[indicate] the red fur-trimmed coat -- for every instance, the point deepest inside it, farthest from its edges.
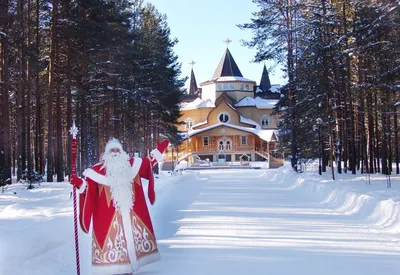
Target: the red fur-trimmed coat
(122, 241)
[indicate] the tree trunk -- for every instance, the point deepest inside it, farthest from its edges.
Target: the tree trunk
(52, 71)
(5, 145)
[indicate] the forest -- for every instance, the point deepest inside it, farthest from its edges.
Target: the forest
(107, 65)
(110, 67)
(342, 61)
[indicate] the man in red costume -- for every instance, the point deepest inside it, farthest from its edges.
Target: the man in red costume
(111, 195)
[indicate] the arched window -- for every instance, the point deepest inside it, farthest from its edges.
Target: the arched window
(223, 117)
(188, 124)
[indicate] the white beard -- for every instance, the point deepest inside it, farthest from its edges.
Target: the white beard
(119, 176)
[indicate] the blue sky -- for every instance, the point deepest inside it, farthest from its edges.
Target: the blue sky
(201, 26)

####################

AIM OF THE TASK = All lines from the one with "[indicate] the tree" through the final line above are to be quoted exactly; quote no other line.

RESULT BELOW =
[indicate] the tree trunk -- for every instance, the point deepest inside it, farthest from its edges.
Target: the tree trunk
(52, 71)
(5, 145)
[indicate] the forest -- for every instance, the point deepest inside it, farthest from its edges.
Target: the forest
(107, 65)
(110, 67)
(342, 61)
[indicate] the man in red costume -- for every instance, the point deepest inside it, farthest from its edges.
Target: the man in red costume
(111, 195)
[indicate] the arched window -- for every instance, the point deepest inside it, farthest from its edges.
Target: the arched window
(223, 117)
(188, 124)
[indicate] the white beard -- for every instance, the point deepest inside it, farthest from its edges.
Target: the white beard
(119, 176)
[indicate] the blue sky -- for every instance, the point deepest inside it, farthest from its edges.
Target: the blue sky
(201, 26)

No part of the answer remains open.